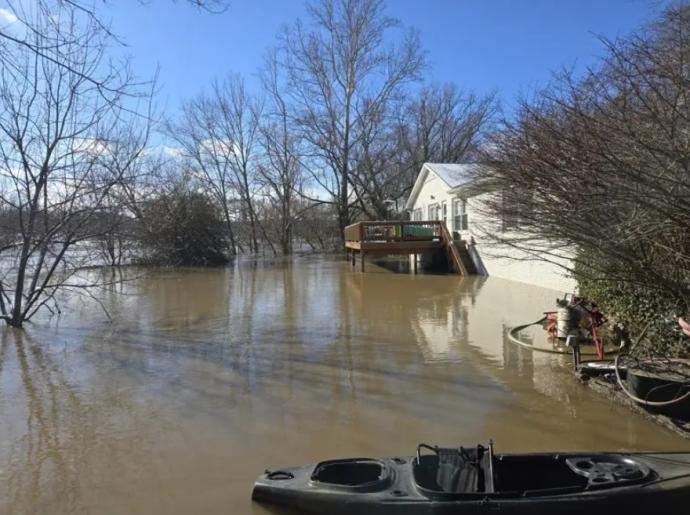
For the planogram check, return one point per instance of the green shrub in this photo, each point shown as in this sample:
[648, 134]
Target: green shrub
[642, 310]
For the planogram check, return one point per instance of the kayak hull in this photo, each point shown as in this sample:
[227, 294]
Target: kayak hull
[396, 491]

---*---

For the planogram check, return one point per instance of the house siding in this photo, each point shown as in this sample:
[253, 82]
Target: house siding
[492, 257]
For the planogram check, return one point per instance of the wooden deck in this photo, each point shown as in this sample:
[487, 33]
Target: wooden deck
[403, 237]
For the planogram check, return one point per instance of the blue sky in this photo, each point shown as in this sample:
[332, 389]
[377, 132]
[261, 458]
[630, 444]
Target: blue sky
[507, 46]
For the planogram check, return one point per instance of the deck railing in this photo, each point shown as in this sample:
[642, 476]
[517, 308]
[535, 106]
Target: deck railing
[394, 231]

---*---

> **EXERCISE INSTRUCTIONS**
A single number is requested: the count of lines in the data that hold "planogram".

> **TASK RESPONSE**
6